== Task instructions ==
Using "water" as the search string, find the matching lines below and copy them.

== Data for analysis ==
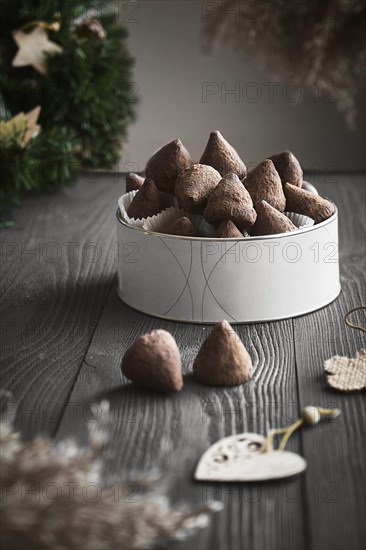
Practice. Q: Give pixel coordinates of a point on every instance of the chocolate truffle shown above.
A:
(306, 203)
(222, 359)
(288, 168)
(264, 183)
(228, 230)
(222, 156)
(270, 221)
(165, 165)
(183, 226)
(134, 182)
(230, 201)
(194, 186)
(153, 361)
(148, 201)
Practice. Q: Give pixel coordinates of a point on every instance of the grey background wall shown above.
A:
(185, 93)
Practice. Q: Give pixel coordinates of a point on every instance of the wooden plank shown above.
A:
(336, 475)
(53, 290)
(149, 430)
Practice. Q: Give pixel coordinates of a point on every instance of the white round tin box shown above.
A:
(205, 280)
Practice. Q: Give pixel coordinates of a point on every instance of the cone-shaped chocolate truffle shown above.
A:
(222, 156)
(153, 361)
(134, 182)
(230, 201)
(306, 203)
(194, 186)
(228, 230)
(264, 183)
(182, 226)
(165, 165)
(222, 359)
(288, 168)
(270, 221)
(148, 201)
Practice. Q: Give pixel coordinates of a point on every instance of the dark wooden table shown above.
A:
(64, 332)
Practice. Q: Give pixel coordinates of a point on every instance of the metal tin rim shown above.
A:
(235, 239)
(192, 322)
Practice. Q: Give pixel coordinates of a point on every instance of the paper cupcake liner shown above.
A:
(159, 222)
(309, 187)
(204, 228)
(124, 204)
(156, 224)
(299, 220)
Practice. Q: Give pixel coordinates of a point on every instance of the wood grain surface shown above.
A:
(72, 357)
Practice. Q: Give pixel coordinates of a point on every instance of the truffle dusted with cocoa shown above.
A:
(148, 201)
(222, 156)
(153, 361)
(230, 201)
(308, 204)
(264, 183)
(194, 186)
(166, 164)
(223, 359)
(288, 168)
(270, 221)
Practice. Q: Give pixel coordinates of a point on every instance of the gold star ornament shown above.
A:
(32, 49)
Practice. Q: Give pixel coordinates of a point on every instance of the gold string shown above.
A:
(289, 430)
(351, 325)
(55, 26)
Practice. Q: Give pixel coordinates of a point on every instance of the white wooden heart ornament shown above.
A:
(244, 457)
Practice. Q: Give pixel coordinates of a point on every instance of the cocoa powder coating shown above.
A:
(153, 361)
(270, 221)
(222, 156)
(223, 359)
(230, 201)
(148, 201)
(307, 203)
(166, 164)
(194, 186)
(264, 183)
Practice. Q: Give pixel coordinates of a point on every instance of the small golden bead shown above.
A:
(311, 415)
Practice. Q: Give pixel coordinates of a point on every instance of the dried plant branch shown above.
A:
(52, 497)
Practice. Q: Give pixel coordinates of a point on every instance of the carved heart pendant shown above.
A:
(243, 458)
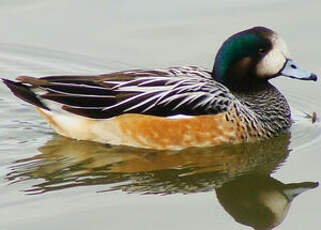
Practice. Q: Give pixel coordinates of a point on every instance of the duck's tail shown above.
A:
(24, 92)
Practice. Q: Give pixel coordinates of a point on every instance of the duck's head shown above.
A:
(248, 59)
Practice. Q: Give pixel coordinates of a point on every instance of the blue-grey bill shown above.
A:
(290, 69)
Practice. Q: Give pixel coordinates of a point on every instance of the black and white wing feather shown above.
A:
(178, 90)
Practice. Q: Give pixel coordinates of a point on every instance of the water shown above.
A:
(48, 181)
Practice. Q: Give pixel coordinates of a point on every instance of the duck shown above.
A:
(177, 107)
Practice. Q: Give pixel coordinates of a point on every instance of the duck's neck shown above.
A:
(270, 108)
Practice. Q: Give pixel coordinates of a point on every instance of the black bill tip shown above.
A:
(313, 77)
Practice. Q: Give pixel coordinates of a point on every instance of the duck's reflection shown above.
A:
(240, 174)
(259, 201)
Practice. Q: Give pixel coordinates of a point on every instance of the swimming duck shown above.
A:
(177, 107)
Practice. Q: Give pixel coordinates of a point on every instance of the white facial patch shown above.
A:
(274, 60)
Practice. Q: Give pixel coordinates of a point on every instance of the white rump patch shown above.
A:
(179, 116)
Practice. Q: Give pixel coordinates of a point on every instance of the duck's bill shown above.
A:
(290, 69)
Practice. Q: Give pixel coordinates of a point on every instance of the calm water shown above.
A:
(49, 182)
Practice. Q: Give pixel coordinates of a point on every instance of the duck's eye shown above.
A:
(261, 50)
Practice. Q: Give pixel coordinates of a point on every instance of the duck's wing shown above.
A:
(183, 90)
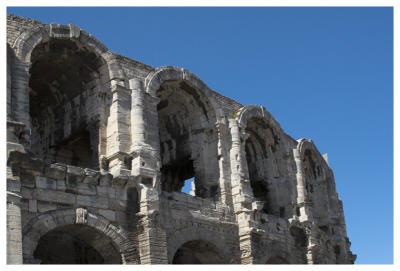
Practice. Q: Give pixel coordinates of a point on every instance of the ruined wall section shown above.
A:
(16, 25)
(49, 188)
(260, 196)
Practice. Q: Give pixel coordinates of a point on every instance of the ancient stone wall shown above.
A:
(99, 147)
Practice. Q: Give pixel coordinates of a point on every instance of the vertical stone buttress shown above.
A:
(146, 172)
(14, 227)
(223, 163)
(241, 193)
(118, 134)
(305, 209)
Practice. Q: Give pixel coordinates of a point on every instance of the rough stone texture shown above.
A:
(99, 148)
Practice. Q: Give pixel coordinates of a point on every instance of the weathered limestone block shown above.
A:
(56, 171)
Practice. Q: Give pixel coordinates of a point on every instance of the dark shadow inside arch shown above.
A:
(76, 244)
(198, 252)
(188, 139)
(63, 102)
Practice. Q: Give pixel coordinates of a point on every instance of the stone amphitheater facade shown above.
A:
(99, 147)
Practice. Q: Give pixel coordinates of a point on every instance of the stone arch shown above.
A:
(187, 115)
(264, 152)
(318, 183)
(49, 221)
(156, 78)
(107, 73)
(30, 39)
(254, 111)
(180, 238)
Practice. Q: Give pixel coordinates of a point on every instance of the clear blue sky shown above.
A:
(323, 73)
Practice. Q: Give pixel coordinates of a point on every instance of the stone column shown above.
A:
(146, 173)
(302, 201)
(241, 193)
(14, 227)
(118, 133)
(223, 162)
(18, 118)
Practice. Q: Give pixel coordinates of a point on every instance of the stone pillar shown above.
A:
(20, 93)
(18, 118)
(14, 227)
(223, 162)
(241, 193)
(302, 201)
(118, 134)
(146, 172)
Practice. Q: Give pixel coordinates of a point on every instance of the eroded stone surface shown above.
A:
(100, 146)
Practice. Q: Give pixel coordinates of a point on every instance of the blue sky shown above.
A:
(323, 73)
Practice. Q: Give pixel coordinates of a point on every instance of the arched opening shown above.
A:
(188, 139)
(276, 260)
(198, 252)
(76, 244)
(63, 102)
(262, 147)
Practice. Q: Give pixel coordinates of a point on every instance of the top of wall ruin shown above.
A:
(16, 25)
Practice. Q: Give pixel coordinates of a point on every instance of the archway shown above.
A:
(64, 110)
(188, 139)
(262, 156)
(198, 252)
(76, 244)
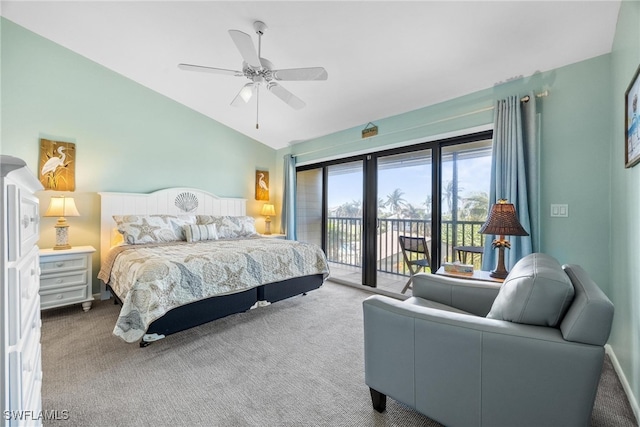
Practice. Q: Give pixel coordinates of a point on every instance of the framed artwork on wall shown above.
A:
(262, 185)
(632, 122)
(57, 166)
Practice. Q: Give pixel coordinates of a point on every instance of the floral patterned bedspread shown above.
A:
(152, 279)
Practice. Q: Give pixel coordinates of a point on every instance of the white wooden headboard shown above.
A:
(171, 201)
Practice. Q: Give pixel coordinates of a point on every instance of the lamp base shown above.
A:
(62, 237)
(500, 272)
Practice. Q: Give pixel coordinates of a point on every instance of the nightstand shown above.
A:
(66, 277)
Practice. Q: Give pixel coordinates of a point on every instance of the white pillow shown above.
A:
(230, 227)
(139, 229)
(198, 232)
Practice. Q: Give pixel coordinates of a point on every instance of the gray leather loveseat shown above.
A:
(528, 352)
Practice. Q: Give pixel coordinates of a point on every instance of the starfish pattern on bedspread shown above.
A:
(146, 229)
(152, 279)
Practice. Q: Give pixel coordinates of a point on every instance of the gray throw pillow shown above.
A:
(536, 292)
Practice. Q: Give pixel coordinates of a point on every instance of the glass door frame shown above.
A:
(370, 197)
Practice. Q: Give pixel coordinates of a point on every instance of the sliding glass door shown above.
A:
(404, 208)
(344, 219)
(357, 208)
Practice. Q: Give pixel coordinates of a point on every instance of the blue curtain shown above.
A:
(288, 217)
(514, 174)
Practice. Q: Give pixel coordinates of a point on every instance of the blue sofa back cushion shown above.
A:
(536, 292)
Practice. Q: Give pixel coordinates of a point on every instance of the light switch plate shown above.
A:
(561, 211)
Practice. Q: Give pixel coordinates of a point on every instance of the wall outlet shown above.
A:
(561, 211)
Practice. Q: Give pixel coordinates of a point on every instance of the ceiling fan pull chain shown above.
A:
(257, 104)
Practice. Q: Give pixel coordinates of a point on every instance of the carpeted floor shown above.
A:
(298, 362)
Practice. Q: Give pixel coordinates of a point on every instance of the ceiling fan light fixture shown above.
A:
(246, 92)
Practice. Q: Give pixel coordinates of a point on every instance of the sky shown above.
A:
(413, 180)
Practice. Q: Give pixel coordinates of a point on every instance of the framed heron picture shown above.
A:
(262, 185)
(57, 166)
(632, 122)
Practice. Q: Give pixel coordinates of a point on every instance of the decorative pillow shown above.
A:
(536, 292)
(139, 229)
(198, 232)
(230, 227)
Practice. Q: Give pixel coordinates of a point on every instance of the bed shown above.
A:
(166, 284)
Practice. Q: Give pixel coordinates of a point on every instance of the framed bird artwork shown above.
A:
(57, 166)
(262, 185)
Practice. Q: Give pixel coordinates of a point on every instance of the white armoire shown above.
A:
(21, 371)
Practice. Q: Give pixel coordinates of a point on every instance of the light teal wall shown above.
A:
(128, 138)
(625, 205)
(576, 134)
(582, 164)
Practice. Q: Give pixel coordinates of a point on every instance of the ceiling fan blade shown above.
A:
(201, 68)
(313, 73)
(245, 45)
(244, 95)
(286, 96)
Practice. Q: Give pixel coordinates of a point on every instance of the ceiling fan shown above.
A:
(260, 71)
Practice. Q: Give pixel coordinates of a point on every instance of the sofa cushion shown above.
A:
(536, 292)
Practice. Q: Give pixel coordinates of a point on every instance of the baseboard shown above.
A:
(623, 379)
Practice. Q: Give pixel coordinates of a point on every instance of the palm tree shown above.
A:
(476, 206)
(395, 202)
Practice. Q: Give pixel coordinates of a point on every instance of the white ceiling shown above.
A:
(383, 57)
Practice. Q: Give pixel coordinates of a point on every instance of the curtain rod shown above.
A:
(526, 98)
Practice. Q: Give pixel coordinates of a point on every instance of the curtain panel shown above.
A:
(288, 217)
(514, 174)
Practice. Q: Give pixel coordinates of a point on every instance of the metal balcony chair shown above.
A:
(415, 252)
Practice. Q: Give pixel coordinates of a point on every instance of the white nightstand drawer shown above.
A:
(59, 297)
(63, 280)
(58, 263)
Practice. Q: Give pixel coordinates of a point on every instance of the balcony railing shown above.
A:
(344, 240)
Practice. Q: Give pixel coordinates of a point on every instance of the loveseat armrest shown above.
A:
(473, 296)
(438, 361)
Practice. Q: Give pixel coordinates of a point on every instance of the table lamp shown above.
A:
(62, 207)
(502, 221)
(268, 210)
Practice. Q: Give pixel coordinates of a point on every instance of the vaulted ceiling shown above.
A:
(383, 58)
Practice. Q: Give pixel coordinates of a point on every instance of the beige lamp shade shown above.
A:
(268, 209)
(62, 206)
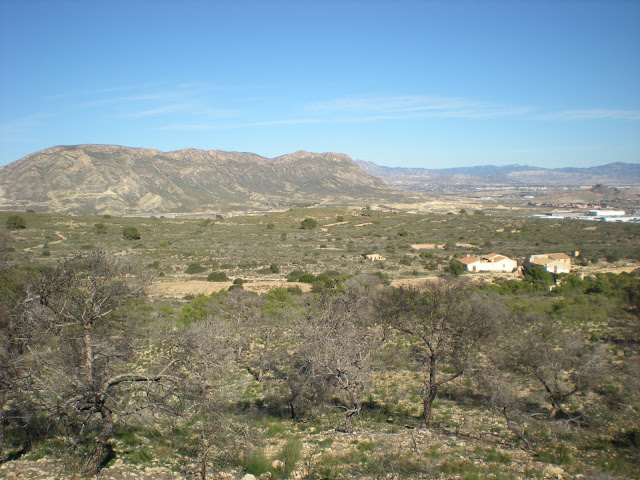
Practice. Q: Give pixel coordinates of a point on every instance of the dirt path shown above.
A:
(181, 288)
(62, 238)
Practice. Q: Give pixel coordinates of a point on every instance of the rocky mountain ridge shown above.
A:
(98, 179)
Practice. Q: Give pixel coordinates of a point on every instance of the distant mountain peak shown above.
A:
(96, 179)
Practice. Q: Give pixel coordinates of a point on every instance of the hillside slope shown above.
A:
(97, 179)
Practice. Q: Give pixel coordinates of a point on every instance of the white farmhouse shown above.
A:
(552, 262)
(490, 263)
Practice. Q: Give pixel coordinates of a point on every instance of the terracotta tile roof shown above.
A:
(468, 260)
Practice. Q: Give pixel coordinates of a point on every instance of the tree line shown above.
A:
(78, 364)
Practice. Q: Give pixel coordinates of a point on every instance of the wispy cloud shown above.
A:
(592, 114)
(371, 108)
(22, 126)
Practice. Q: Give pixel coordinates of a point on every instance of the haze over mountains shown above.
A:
(429, 179)
(99, 179)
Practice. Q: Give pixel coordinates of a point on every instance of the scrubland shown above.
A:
(290, 355)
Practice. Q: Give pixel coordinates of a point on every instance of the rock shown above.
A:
(552, 471)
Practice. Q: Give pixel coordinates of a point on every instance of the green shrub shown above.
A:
(99, 228)
(456, 268)
(218, 277)
(15, 222)
(194, 267)
(130, 233)
(308, 224)
(256, 463)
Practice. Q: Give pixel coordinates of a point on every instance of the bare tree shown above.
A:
(445, 324)
(563, 363)
(339, 346)
(81, 349)
(14, 377)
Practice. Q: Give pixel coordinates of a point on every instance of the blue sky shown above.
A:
(431, 84)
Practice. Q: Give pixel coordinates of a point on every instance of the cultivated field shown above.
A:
(237, 310)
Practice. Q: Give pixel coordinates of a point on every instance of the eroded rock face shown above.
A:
(98, 179)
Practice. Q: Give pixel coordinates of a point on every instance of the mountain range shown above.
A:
(99, 179)
(109, 179)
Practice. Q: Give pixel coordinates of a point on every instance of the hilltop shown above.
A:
(99, 179)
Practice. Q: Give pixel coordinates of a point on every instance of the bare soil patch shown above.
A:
(179, 288)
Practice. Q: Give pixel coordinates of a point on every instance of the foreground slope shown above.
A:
(97, 179)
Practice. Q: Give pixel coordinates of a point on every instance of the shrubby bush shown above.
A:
(218, 277)
(130, 233)
(15, 222)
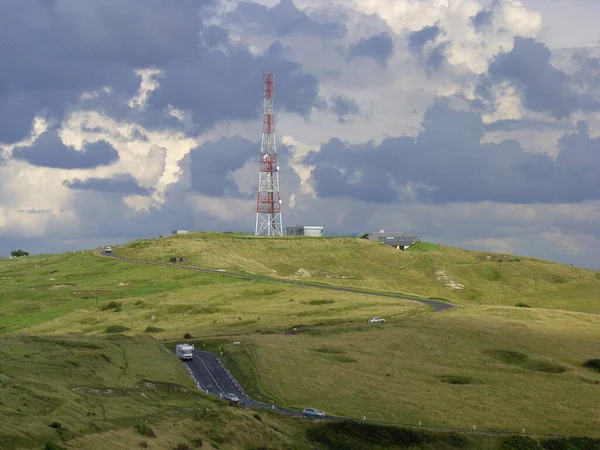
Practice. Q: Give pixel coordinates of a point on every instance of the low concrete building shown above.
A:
(304, 231)
(395, 239)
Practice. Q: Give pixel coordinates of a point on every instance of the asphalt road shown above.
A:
(213, 377)
(436, 305)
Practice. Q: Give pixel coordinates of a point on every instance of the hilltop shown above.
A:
(485, 362)
(426, 270)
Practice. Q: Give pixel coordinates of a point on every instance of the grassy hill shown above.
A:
(426, 271)
(485, 363)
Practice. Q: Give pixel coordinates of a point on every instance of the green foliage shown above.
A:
(153, 330)
(321, 302)
(424, 247)
(521, 443)
(117, 329)
(145, 430)
(112, 305)
(355, 435)
(455, 379)
(593, 364)
(571, 443)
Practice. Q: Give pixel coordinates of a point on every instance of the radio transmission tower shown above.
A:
(268, 205)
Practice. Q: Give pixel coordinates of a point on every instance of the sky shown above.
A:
(471, 123)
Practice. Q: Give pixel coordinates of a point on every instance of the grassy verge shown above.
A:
(495, 368)
(426, 271)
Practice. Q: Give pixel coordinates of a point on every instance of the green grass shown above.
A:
(425, 270)
(485, 363)
(493, 367)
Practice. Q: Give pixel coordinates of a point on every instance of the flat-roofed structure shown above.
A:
(304, 231)
(400, 240)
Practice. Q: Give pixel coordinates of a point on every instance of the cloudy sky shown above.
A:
(473, 123)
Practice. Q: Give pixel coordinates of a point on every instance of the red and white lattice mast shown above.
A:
(268, 205)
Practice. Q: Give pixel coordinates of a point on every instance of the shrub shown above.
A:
(593, 364)
(145, 430)
(183, 447)
(572, 443)
(51, 446)
(153, 330)
(117, 329)
(521, 443)
(116, 306)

== Response below ==
Practice. Q: Give pixel coordinates of a point on every instance of the water shown above.
Practice. Q: Give pixel coordinates of a point on every instance of the calm water shown above.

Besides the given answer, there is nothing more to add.